── Raw records ──

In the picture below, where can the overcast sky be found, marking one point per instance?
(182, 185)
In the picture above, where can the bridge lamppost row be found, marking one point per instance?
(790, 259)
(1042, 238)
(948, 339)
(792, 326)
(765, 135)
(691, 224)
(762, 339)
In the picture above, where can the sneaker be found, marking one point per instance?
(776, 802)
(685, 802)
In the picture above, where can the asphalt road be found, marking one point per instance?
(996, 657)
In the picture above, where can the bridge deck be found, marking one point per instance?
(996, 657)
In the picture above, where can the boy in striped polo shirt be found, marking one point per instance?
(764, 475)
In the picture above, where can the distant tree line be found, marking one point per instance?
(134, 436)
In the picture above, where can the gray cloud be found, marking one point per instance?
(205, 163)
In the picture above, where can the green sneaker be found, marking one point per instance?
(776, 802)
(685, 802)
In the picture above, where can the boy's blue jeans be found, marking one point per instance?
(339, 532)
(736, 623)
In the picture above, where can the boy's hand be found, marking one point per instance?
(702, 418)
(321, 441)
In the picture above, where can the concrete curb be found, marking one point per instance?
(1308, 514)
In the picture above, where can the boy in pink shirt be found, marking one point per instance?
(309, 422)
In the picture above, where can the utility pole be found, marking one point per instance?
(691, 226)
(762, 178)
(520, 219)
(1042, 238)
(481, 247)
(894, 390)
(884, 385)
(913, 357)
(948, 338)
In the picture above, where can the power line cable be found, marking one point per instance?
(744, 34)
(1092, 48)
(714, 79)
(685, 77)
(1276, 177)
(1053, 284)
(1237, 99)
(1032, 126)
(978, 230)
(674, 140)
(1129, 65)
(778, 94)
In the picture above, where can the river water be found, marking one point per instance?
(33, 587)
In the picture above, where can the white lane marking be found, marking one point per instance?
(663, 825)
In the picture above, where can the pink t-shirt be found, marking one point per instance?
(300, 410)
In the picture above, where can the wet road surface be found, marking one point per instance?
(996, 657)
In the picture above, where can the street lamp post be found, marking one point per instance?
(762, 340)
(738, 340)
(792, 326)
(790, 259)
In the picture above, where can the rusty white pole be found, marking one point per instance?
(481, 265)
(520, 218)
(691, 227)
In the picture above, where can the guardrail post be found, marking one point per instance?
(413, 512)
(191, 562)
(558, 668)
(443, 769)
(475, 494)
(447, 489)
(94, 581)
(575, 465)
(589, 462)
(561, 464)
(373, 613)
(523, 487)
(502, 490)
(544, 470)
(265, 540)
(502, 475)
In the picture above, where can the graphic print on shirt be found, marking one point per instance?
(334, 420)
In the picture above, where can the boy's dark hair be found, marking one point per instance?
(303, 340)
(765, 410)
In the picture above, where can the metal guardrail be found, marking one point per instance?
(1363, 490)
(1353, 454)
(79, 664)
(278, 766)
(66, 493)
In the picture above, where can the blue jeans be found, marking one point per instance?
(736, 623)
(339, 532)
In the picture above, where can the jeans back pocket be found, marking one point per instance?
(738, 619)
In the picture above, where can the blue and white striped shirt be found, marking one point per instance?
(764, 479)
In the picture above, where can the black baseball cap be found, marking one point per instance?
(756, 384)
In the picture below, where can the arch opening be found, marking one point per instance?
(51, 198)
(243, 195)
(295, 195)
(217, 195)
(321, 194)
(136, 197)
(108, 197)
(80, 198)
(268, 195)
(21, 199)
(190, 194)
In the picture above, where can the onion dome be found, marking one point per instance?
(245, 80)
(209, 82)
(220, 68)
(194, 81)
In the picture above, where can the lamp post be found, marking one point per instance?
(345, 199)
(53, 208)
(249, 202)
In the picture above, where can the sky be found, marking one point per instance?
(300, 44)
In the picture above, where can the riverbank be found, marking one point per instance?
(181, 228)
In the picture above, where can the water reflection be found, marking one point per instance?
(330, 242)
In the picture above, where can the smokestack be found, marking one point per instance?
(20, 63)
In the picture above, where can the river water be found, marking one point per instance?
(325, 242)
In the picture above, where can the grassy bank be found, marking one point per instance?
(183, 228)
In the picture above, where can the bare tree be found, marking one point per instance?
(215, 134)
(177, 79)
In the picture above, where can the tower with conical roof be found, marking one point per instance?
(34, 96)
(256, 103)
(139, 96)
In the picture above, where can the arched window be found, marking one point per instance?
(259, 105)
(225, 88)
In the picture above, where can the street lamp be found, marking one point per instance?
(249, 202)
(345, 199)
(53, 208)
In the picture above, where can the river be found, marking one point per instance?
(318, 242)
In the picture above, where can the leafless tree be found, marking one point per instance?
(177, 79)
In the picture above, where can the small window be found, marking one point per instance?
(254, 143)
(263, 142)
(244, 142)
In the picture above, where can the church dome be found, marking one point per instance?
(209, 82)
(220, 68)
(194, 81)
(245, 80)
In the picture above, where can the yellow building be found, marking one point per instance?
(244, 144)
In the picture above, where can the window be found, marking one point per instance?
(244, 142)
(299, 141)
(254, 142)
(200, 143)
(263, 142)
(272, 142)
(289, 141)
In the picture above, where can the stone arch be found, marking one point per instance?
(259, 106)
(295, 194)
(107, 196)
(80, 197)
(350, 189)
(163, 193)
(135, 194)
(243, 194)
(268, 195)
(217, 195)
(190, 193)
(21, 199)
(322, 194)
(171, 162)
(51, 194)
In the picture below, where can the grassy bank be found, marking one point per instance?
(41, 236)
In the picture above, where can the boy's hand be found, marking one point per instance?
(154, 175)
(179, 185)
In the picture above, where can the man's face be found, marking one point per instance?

───

* **Short task**
The records above are to be repeated exactly, in their entirety.

* **Solution to this task**
In the picture below, where can the overcast sky be found, marking one point per instance?
(182, 185)
In the picture above, where can the bridge lamppost row be found, marking one point per instance?
(790, 259)
(1042, 238)
(948, 339)
(792, 326)
(765, 135)
(691, 224)
(762, 339)
In the picture above, where can the sneaker be found, marking one point per instance?
(776, 802)
(685, 802)
In the picture above, where can the asphalt road be found, marking one point per instance?
(996, 657)
In the picture above, where can the bridge deck be found, marking one point per instance?
(996, 657)
In the picture above, where can the boy in striped polo shirt be found, marking one point per instance?
(764, 475)
In the picture above, where can the distant tree line be found, marking one point per instance?
(134, 436)
In the picture above, where can the gray cloud be found, marking one point per instance?
(205, 163)
In the picture above, where can the green sneaker be found, marking one point per instance?
(776, 802)
(685, 802)
In the picture above, where can the boy's blue jeans be found, marking one point per instance?
(339, 532)
(736, 623)
In the picture above, where can the boy's hand be found, marking one point per instance?
(702, 418)
(321, 441)
In the picture above, where can the concrete curb be found, marking one point per instance?
(1308, 514)
In the picture above, where can the boy in pink shirt be found, marking one point per instance?
(309, 422)
In the picture above, where can the utility pole be found, marking one point per instance?
(691, 226)
(762, 178)
(520, 219)
(1042, 238)
(481, 247)
(894, 390)
(884, 385)
(913, 357)
(948, 338)
In the picture above, where can the power line cable be found, marking one point per instance?
(744, 34)
(1092, 48)
(714, 79)
(685, 77)
(1276, 177)
(1053, 284)
(1237, 99)
(1032, 126)
(978, 230)
(674, 140)
(1129, 65)
(778, 94)
In the picture above, where can the river water be found, marking one point per instance?
(33, 587)
In the picture above, where can the white lane marking be found, marking one point per instance?
(663, 825)
In the picture above, where can the pink t-shirt be found, marking one point per instance?
(300, 410)
In the picture above, where can the wet road surface be found, marking one point per instance?
(996, 657)
In the picture above, where can the street lamp post be found, marking one point per instance?
(762, 340)
(738, 340)
(792, 326)
(790, 259)
In the picture above, where can the rusty white pole be found, marking one point per instance?
(481, 265)
(520, 218)
(691, 227)
In the picture above, where can the guardrail post be found, marking one point per instance?
(413, 512)
(191, 562)
(558, 668)
(443, 769)
(475, 494)
(447, 489)
(94, 581)
(575, 465)
(589, 462)
(561, 464)
(373, 613)
(523, 487)
(502, 490)
(544, 470)
(265, 540)
(502, 475)
In the picture above, where can the graphic print on shirt be found, marking one point per instance?
(334, 420)
In the picture above, where can the boy's dark hair be found, marking one point per instance?
(303, 340)
(765, 410)
In the picture above, where can the metal guardrail be found, marking one point per instance?
(1363, 490)
(1353, 454)
(79, 664)
(278, 766)
(66, 493)
In the picture above, where can the blue jeans be found, marking one point per instance?
(736, 623)
(339, 532)
In the picture above, where can the jeans back pocket be found, marking one point per instance?
(738, 619)
In the picture above, where can the blue and white striped shirt be found, marking one point per instance?
(764, 479)
In the picture above, where can the black baseball cap be found, marking one point per instance?
(756, 384)
In the picture below, where can the arch opening be found, marking one point per instance?
(51, 198)
(243, 195)
(295, 195)
(217, 195)
(321, 194)
(136, 197)
(108, 197)
(80, 198)
(268, 195)
(21, 199)
(190, 194)
In the picture above, where can the onion dome be found, marking one point per instance?
(245, 80)
(209, 82)
(220, 68)
(194, 81)
In the picture above, where can the lamp post be found, marking one point per instance?
(345, 199)
(53, 208)
(249, 202)
In the picture above, where can the sky be found, marking one point per instance?
(300, 44)
In the picture above, where can the riverbank be found, marking one point per instance?
(181, 228)
In the picture above, where can the water reflection be found, marking one point per instance?
(330, 242)
In the picture above, where can the smokestack be found, marking one point per instance?
(20, 63)
In the picture above, where can the river water be found, marking one point per instance?
(325, 242)
In the picture above, where can the grassy bank be found, marking one point per instance?
(183, 228)
In the picture above, where can the bare tree be found, marking one point per instance?
(215, 134)
(177, 79)
In the picture above, where can the tower with conical roof be found, marking one point per instance?
(34, 96)
(256, 103)
(139, 96)
In the picture above, where can the arched window be found, marking one point per instance?
(259, 105)
(225, 88)
In the picture above, where can the street lamp be found, marking one point per instance?
(249, 202)
(345, 199)
(53, 208)
In the picture above, where can the river be found, marking one point per instance?
(318, 242)
In the picture above, where can the leafless tree be found, marking one point per instance?
(177, 79)
In the picture above, where can the small window be found, marking one point per instance?
(254, 143)
(263, 142)
(244, 142)
In the picture above, where can the church dome be found, marking one point per instance?
(209, 82)
(220, 68)
(194, 81)
(245, 80)
In the picture above, where can the yellow building be found, marking one point per instance?
(244, 144)
In the picture above, where can the window be found, marking one point per instance?
(244, 142)
(299, 141)
(254, 142)
(200, 143)
(263, 142)
(272, 142)
(289, 141)
In the picture above, where can the stone arch be found, marking one point per instance?
(259, 106)
(295, 194)
(107, 196)
(80, 197)
(350, 189)
(163, 193)
(135, 194)
(243, 194)
(268, 195)
(217, 195)
(190, 193)
(21, 199)
(322, 194)
(171, 162)
(51, 194)
In the picture below, where can the grassy bank be found, marking one point per instance?
(41, 236)
In the picture above, where can the boy's hand be found, marking one point per instance?
(154, 175)
(179, 185)
In the picture above, where can the man's face be found, marking one point per instance?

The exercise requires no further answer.